| Explore the material |
**A.** In the passage about Robert Baun, what did the X-ray taken after Game 7 reveal?
**B.** List every hockey team named in the passage about Robert Baun.
**C.** From the passage about Robert Baun, copy word for word the part between "Mere minutes into" and "lower right leg.", inclusive.

| Extract provided |
Mere minutes into sudden-death overtime, Baun makes a heroic return to the ice and stuns the capacity crowd at Detroit's Olympia Stadium by intercepting a clearing attempt from Red Wings defenceman Al Langlois and beating goaltender Terry Sawchuk with a hard shot from the point. The game-winning tally forces Game 7, which the Leafs go on to win 4-0 to capture a third consecutive championship title. Following that game, an X-ray reveals a broken bone in Baun's lower right leg.

• Robert Neil Baun was born in Lanigan, Sask. on Sept. 9, 1936. He played junior hockey with the Ontario Hockey Association's Toronto Marlboros from 1952 to 1956, winning back-to-back Memorial Cups in his last two years with the team. • Baun's National Hockey League career spanned 17 seasons, during which he donned the jerseys of the Toronto Maple Leafs, Oakland Seals and Detroit Red Wings. During the 1970-71 season, Baun was claimed off waivers by the Buffalo Sabres and promptly traded to the St. Louis Blues before being sent back to the Maple Leafs in exchange for forward Brit Selby.

• Though just five feet nine inches tall, Baun was revered as one of the NHL's most effective and hard-hitting body checkers of his era.

• After scoring his heroic 1964 game-winning playoff goal, Baun refused to have his leg X-rayed until after Game 7 of the Stanley Cup finals for fear Leafs medical staff would refuse to let him play.

| Dataset |
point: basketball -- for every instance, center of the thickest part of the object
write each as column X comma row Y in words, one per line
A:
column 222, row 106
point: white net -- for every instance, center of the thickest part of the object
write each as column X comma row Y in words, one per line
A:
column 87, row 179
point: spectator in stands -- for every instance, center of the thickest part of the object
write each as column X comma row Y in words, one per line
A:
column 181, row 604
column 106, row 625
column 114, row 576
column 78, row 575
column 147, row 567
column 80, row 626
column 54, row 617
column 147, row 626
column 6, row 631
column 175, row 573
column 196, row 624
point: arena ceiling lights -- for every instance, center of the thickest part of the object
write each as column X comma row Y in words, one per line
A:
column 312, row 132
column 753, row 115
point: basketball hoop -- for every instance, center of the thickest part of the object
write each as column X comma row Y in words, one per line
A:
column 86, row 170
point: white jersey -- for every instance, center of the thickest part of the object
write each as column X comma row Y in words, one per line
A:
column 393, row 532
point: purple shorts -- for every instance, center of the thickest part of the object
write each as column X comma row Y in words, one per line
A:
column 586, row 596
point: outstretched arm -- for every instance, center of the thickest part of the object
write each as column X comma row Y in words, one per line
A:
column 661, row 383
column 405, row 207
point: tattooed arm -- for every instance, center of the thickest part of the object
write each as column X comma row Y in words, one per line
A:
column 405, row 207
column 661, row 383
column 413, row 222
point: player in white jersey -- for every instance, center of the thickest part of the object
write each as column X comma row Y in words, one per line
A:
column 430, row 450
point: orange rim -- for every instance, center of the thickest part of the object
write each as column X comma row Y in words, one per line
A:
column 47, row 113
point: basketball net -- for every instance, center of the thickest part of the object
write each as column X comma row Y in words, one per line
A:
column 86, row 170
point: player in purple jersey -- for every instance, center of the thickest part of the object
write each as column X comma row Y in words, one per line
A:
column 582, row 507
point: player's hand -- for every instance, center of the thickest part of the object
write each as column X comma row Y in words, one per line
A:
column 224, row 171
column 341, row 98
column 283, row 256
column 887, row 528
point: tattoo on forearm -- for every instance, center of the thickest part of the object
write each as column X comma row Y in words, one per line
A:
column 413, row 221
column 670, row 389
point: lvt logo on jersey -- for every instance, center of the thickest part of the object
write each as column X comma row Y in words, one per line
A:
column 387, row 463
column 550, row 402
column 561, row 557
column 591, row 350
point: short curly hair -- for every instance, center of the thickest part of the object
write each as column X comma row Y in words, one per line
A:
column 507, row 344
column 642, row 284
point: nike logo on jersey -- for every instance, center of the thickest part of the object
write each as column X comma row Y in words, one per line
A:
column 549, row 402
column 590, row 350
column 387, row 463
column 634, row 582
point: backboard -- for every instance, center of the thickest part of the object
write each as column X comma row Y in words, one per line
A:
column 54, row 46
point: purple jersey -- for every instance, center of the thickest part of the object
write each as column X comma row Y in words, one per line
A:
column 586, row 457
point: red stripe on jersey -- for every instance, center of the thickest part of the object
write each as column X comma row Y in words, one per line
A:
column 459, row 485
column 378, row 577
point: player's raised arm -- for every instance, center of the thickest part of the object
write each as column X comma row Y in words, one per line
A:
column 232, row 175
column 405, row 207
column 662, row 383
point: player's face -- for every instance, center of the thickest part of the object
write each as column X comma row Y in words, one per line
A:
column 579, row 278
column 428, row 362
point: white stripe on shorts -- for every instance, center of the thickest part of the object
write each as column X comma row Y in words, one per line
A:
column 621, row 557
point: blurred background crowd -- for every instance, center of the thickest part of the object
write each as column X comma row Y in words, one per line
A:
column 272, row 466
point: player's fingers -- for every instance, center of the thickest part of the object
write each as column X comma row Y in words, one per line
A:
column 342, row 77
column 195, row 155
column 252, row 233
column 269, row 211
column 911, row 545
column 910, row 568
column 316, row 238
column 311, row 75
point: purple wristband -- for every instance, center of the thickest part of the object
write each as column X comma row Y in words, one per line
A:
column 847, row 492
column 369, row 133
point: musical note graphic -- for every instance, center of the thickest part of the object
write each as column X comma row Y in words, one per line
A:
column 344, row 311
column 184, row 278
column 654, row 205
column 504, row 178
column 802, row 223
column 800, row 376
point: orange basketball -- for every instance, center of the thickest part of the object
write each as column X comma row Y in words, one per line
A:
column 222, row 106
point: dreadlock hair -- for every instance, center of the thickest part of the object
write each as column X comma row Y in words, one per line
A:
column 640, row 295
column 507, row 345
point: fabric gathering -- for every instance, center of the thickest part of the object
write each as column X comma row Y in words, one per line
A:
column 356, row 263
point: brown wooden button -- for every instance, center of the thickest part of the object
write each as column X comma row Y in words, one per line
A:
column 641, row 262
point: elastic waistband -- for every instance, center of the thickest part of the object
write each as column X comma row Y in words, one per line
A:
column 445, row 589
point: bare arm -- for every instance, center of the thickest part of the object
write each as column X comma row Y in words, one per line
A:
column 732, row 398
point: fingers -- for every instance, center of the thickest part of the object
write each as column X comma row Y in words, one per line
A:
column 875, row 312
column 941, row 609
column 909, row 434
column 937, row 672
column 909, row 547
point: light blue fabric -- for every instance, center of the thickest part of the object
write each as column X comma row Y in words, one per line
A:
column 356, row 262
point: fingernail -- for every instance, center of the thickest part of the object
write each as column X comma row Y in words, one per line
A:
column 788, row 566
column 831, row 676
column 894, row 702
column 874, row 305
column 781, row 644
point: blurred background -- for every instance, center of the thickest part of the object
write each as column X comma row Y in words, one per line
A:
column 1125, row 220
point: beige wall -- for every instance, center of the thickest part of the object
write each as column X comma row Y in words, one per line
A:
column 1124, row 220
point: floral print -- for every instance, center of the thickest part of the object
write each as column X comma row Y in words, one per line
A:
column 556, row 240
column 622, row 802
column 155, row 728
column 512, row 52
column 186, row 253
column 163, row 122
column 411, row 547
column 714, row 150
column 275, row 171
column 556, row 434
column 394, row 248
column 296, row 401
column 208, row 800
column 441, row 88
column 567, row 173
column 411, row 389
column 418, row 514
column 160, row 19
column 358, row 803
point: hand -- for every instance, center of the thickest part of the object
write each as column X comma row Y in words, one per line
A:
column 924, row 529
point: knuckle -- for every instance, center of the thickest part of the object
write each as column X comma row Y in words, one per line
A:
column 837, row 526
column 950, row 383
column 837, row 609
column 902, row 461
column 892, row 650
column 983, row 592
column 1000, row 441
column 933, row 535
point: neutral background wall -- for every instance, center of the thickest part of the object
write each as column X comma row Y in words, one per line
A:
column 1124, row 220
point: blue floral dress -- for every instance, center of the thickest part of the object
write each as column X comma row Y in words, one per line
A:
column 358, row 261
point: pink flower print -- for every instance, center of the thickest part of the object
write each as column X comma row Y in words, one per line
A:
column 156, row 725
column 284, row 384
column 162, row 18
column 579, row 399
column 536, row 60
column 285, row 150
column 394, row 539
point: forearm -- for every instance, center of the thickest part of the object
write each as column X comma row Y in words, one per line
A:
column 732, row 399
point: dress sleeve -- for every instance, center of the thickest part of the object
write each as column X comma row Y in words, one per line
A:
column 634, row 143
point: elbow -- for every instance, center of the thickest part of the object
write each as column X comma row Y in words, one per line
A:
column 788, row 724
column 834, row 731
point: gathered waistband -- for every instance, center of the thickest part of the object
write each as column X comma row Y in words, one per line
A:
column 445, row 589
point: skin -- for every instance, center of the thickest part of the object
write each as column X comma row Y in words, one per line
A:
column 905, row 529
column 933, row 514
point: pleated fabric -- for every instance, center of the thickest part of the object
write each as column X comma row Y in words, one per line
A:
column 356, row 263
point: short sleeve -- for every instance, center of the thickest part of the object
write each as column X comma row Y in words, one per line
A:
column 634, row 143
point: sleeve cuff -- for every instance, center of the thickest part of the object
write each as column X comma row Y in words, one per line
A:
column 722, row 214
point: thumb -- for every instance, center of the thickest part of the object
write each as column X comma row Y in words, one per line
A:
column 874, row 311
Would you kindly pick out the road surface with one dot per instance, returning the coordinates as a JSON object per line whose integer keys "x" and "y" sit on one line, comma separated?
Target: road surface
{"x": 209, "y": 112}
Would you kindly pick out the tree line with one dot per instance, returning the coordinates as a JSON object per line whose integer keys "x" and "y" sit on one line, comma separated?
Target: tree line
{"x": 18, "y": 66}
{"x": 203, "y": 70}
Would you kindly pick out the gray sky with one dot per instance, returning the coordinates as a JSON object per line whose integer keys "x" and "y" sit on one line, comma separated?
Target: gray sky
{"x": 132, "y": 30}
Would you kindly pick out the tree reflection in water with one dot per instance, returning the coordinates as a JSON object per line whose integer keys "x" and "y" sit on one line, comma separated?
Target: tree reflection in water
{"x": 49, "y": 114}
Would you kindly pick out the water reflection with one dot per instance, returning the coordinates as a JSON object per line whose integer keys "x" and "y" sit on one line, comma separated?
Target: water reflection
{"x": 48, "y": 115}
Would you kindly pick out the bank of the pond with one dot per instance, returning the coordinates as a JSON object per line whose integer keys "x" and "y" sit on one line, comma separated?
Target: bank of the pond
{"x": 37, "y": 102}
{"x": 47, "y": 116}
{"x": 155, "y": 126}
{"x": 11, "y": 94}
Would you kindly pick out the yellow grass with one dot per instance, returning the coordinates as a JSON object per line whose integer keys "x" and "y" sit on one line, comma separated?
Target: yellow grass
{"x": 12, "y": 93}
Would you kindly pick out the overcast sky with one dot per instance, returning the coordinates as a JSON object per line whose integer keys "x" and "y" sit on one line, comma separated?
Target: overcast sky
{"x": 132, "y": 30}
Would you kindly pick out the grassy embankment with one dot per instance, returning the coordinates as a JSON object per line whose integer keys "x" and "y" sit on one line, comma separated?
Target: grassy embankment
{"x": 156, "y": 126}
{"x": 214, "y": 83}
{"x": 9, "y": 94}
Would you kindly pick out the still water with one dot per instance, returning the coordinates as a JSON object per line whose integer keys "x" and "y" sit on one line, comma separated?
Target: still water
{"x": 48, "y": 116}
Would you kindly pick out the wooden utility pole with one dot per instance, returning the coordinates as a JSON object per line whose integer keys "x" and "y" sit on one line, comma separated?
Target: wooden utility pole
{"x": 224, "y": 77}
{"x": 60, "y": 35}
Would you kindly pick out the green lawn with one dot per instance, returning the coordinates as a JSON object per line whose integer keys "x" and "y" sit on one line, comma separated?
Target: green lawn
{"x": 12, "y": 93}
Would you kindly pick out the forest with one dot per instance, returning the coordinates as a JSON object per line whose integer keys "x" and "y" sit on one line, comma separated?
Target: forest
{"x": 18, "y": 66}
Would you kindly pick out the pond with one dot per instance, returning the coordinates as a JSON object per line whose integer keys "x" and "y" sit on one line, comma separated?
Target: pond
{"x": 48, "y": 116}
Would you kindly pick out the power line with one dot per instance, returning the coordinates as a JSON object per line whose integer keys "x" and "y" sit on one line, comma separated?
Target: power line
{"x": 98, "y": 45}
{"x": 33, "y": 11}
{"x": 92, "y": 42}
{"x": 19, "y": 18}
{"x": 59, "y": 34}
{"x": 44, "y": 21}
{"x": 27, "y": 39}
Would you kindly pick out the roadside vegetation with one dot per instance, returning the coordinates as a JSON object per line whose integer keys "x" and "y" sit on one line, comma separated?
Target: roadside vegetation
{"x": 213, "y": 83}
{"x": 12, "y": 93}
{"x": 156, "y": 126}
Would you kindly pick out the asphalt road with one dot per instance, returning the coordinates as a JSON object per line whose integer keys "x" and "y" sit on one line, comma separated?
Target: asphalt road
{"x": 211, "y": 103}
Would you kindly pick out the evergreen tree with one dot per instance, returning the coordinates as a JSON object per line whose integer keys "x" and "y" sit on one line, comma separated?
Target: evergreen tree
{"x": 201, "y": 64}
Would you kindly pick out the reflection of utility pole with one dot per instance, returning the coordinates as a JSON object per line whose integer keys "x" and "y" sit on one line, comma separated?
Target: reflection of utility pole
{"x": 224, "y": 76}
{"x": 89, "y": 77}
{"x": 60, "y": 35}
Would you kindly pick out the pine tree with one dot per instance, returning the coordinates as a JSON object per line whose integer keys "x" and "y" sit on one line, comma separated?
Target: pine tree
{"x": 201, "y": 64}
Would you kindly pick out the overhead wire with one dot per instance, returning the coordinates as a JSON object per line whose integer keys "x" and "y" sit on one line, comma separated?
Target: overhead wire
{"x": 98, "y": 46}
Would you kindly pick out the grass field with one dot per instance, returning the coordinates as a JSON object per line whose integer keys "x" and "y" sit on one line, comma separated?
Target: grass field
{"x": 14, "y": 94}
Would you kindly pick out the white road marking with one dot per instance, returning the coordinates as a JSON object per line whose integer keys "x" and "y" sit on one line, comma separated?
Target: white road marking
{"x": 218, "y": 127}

| Responses in order |
**A.** A broken bone in Baun's lower right leg.

**B.** Detroit Red Wings, Toronto Maple Leafs, Toronto Marlboros, Oakland Seals, Buffalo Sabres, St. Louis Blues

**C.**
Mere minutes into sudden-death overtime, Baun makes a heroic return to the ice and stuns the capacity crowd at Detroit's Olympia Stadium by intercepting a clearing attempt from Red Wings defenceman Al Langlois and beating goaltender Terry Sawchuk with a hard shot from the point. The game-winning tally forces Game 7, which the Leafs go on to win 4-0 to capture a third consecutive championship title. Following that game, an X-ray reveals a broken bone in Baun's lower right leg.